#### YOUR OBJECTIVE:
Transcribe the records in full; omit images.

#### DATA EXTRACTS:
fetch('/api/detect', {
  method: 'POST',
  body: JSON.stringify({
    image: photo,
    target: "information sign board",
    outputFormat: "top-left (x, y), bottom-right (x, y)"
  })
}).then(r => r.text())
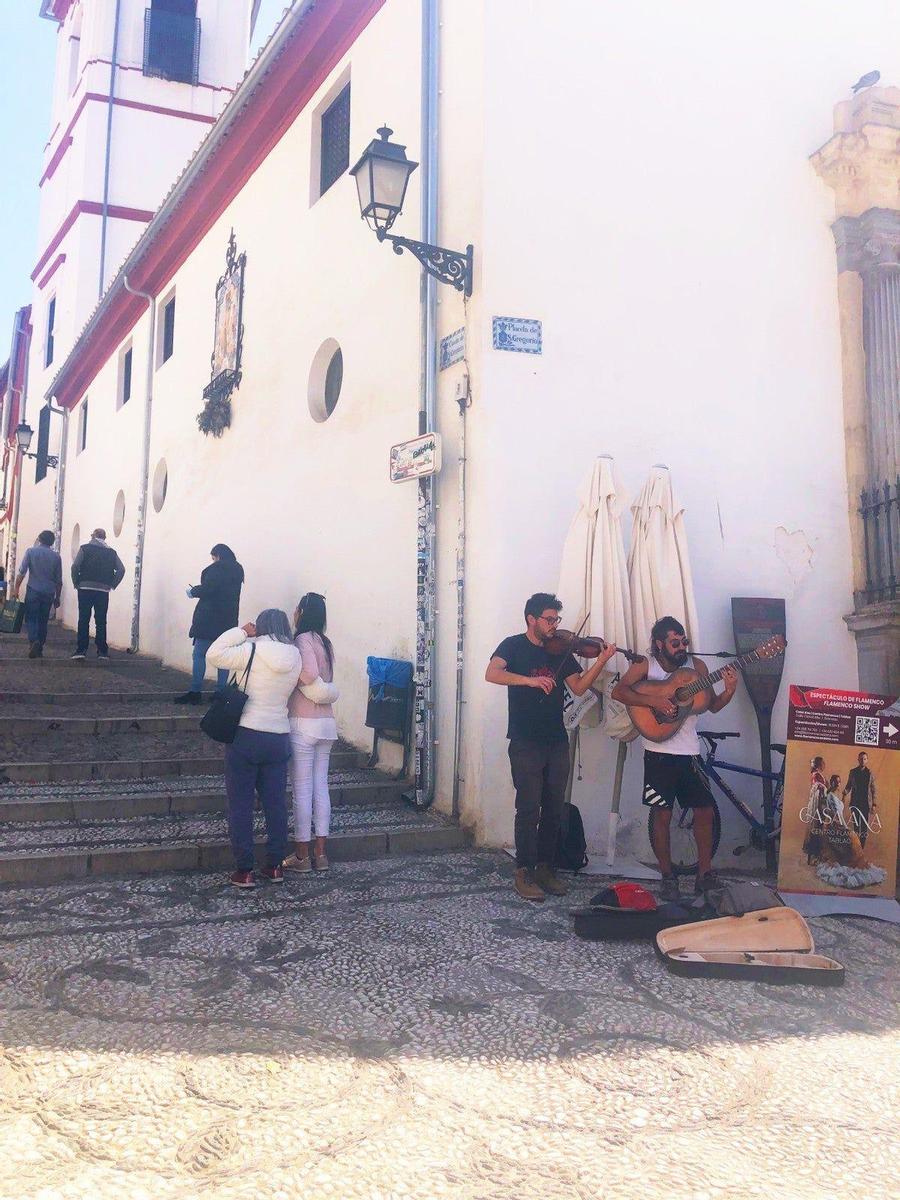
top-left (492, 316), bottom-right (542, 355)
top-left (778, 685), bottom-right (899, 899)
top-left (390, 433), bottom-right (442, 483)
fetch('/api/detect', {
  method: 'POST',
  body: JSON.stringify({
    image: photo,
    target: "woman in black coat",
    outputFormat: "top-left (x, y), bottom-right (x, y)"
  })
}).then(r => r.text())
top-left (174, 544), bottom-right (244, 704)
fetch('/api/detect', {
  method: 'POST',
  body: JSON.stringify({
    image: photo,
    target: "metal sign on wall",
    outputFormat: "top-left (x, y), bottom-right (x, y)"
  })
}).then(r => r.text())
top-left (439, 327), bottom-right (465, 370)
top-left (390, 433), bottom-right (442, 483)
top-left (492, 316), bottom-right (542, 355)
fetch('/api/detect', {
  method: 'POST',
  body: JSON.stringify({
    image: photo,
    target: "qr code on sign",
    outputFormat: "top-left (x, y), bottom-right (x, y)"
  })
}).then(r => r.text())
top-left (855, 716), bottom-right (880, 746)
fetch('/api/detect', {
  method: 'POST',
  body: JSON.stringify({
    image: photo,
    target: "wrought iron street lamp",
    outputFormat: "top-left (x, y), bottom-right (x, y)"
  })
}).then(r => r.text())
top-left (14, 421), bottom-right (58, 468)
top-left (349, 127), bottom-right (473, 296)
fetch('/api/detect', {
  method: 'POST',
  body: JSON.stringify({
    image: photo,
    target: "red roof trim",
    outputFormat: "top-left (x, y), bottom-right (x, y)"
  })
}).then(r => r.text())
top-left (51, 0), bottom-right (388, 411)
top-left (32, 201), bottom-right (155, 282)
top-left (38, 254), bottom-right (67, 291)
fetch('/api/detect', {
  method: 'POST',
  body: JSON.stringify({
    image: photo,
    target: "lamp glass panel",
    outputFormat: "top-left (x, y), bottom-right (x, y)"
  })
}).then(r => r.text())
top-left (354, 159), bottom-right (373, 215)
top-left (372, 156), bottom-right (413, 213)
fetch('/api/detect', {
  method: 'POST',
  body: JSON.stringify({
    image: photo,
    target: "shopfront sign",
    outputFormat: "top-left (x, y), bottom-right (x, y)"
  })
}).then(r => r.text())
top-left (492, 316), bottom-right (542, 355)
top-left (390, 433), bottom-right (442, 483)
top-left (778, 685), bottom-right (900, 899)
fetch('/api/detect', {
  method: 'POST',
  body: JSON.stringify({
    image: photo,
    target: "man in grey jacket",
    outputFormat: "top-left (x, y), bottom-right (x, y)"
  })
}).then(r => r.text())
top-left (14, 530), bottom-right (63, 658)
top-left (71, 528), bottom-right (125, 660)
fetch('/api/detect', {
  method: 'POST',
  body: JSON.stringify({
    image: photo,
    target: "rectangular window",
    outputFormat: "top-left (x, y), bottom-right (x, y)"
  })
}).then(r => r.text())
top-left (67, 36), bottom-right (81, 95)
top-left (319, 83), bottom-right (351, 197)
top-left (161, 296), bottom-right (176, 364)
top-left (35, 405), bottom-right (52, 485)
top-left (45, 297), bottom-right (56, 369)
top-left (77, 399), bottom-right (88, 454)
top-left (118, 345), bottom-right (133, 408)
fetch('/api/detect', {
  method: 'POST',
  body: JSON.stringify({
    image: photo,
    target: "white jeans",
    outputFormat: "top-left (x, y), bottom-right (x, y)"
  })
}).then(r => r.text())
top-left (289, 722), bottom-right (335, 841)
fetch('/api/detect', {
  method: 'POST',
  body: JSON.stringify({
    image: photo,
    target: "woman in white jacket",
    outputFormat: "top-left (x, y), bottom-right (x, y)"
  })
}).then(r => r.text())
top-left (207, 609), bottom-right (301, 889)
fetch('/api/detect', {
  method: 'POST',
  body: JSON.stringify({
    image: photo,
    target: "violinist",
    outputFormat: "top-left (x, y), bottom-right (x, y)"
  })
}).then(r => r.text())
top-left (486, 592), bottom-right (617, 902)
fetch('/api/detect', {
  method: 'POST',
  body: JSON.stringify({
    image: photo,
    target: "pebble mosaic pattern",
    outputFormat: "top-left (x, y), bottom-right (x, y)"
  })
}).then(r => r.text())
top-left (0, 851), bottom-right (897, 1200)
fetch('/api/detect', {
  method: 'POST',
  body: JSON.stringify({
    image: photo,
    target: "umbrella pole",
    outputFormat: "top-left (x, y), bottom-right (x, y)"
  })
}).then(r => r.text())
top-left (605, 740), bottom-right (628, 865)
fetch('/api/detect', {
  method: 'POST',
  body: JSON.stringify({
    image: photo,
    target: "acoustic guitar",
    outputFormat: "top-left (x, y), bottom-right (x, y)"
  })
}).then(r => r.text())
top-left (627, 636), bottom-right (786, 744)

#### ANSWER:
fetch('/api/detect', {
  method: 'POST',
  body: JSON.stringify({
    image: photo,
    target: "information sign board",
    outputFormat: "top-left (x, y), bottom-right (x, y)"
  })
}).then(r => r.text())
top-left (492, 316), bottom-right (542, 355)
top-left (778, 685), bottom-right (899, 899)
top-left (390, 433), bottom-right (442, 483)
fetch('/api/detect', {
  method: 'POST',
  body: JSON.stringify({
    image: photo,
    target: "woman in black coat",
    outputFormat: "top-left (x, y), bottom-right (x, y)"
  })
}).then(r => r.text())
top-left (174, 544), bottom-right (244, 704)
fetch('/api/detect', {
  method: 'POST',
  body: JSON.stringify({
    image: photo,
    target: "metal sign on wall",
    outputFormat: "top-left (x, y), bottom-right (x, y)"
  })
}).then(r => r.text())
top-left (439, 327), bottom-right (465, 370)
top-left (390, 433), bottom-right (442, 483)
top-left (492, 316), bottom-right (542, 355)
fetch('/api/detect', {
  method: 'POST',
  body: JSON.stringify({
    image: photo,
    target: "qr code on sign",
    outputFormat: "top-left (x, y), bottom-right (x, y)"
  })
}).then(r => r.text())
top-left (855, 716), bottom-right (880, 746)
fetch('/api/detect', {
  method: 'POST',
  body: JSON.stringify({
    image: photo,
    target: "wrought iron street lamp",
    outputFormat: "top-left (x, y), bottom-right (x, y)"
  })
}).then(r => r.text())
top-left (14, 421), bottom-right (58, 468)
top-left (349, 127), bottom-right (473, 296)
fetch('/api/detect', {
  method: 'POST',
  body: JSON.stringify({
    image: photo,
    target: "red roof trim",
    outputFormat: "top-left (x, y), bottom-right (x, y)"
  })
}).then(r => r.text())
top-left (51, 0), bottom-right (388, 411)
top-left (32, 201), bottom-right (155, 282)
top-left (38, 254), bottom-right (67, 291)
fetch('/api/detect', {
  method: 'POST',
  body: JSON.stringify({
    image: photo,
    target: "lamp glass panel",
    outputFormat: "top-left (x, y), bottom-right (x, y)"
  })
}).then(r => r.text())
top-left (354, 159), bottom-right (373, 215)
top-left (372, 156), bottom-right (413, 213)
fetch('/api/detect', {
  method: 'POST',
  body: JSON.stringify({
    image: photo,
    target: "shopfront sign",
    outputFormat: "top-left (x, y), bottom-right (x, y)"
  })
}).then(r => r.text())
top-left (492, 316), bottom-right (542, 355)
top-left (390, 433), bottom-right (442, 483)
top-left (778, 685), bottom-right (900, 899)
fetch('/api/detect', {
  method: 'POST',
  body: JSON.stringify({
    image: photo,
    target: "man in grey jacket",
    outputFormat: "top-left (x, y), bottom-right (x, y)"
  })
}).then(r => r.text())
top-left (14, 530), bottom-right (63, 658)
top-left (71, 528), bottom-right (125, 660)
fetch('/api/detect', {
  method: 'POST',
  body: JSON.stringify({
    image: photo,
    target: "rectangular window",
    outputFormat: "top-left (x, y), bottom-right (x, y)"
  })
}).then(r => r.text())
top-left (67, 36), bottom-right (81, 95)
top-left (319, 83), bottom-right (351, 197)
top-left (161, 296), bottom-right (176, 364)
top-left (35, 405), bottom-right (52, 485)
top-left (45, 297), bottom-right (56, 369)
top-left (77, 399), bottom-right (88, 454)
top-left (118, 345), bottom-right (133, 408)
fetch('/api/detect', {
  method: 'POST',
  body: JSON.stringify({
    image: photo,
    target: "white jeans",
    outputFormat: "top-left (x, y), bottom-right (x, y)"
  })
}).then(r => r.text())
top-left (289, 722), bottom-right (335, 841)
fetch('/api/detect', {
  method: 'POST',
  body: JSON.stringify({
    image: photo,
    target: "woman in white jacket",
    outputFormat: "top-left (x, y), bottom-right (x, y)"
  })
}).then(r => r.text())
top-left (207, 609), bottom-right (301, 889)
fetch('/api/detect', {
  method: 'POST',
  body: JSON.stringify({
    image: photo,
    target: "violinist",
    outputFormat: "top-left (x, y), bottom-right (x, y)"
  })
}).then(r => r.text())
top-left (486, 592), bottom-right (617, 902)
fetch('/api/detect', {
  method: 'POST',
  body: JSON.stringify({
    image: photo,
    target: "pebble mosaic pattern",
    outputFormat: "top-left (x, y), bottom-right (x, y)"
  })
}).then(r => r.text())
top-left (0, 851), bottom-right (897, 1200)
fetch('/api/detect', {
  method: 'POST',
  body: JSON.stringify({
    image: photo,
    target: "umbrella pole",
    outputFormat: "top-left (x, y), bottom-right (x, y)"
  })
}).then(r => r.text())
top-left (605, 740), bottom-right (628, 865)
fetch('/api/detect', {
  method: 'POST',
  body: JSON.stringify({
    image: photo,
    target: "acoustic guitar",
    outputFormat: "top-left (x, y), bottom-right (x, y)"
  })
}).then(r => r.text())
top-left (627, 636), bottom-right (786, 744)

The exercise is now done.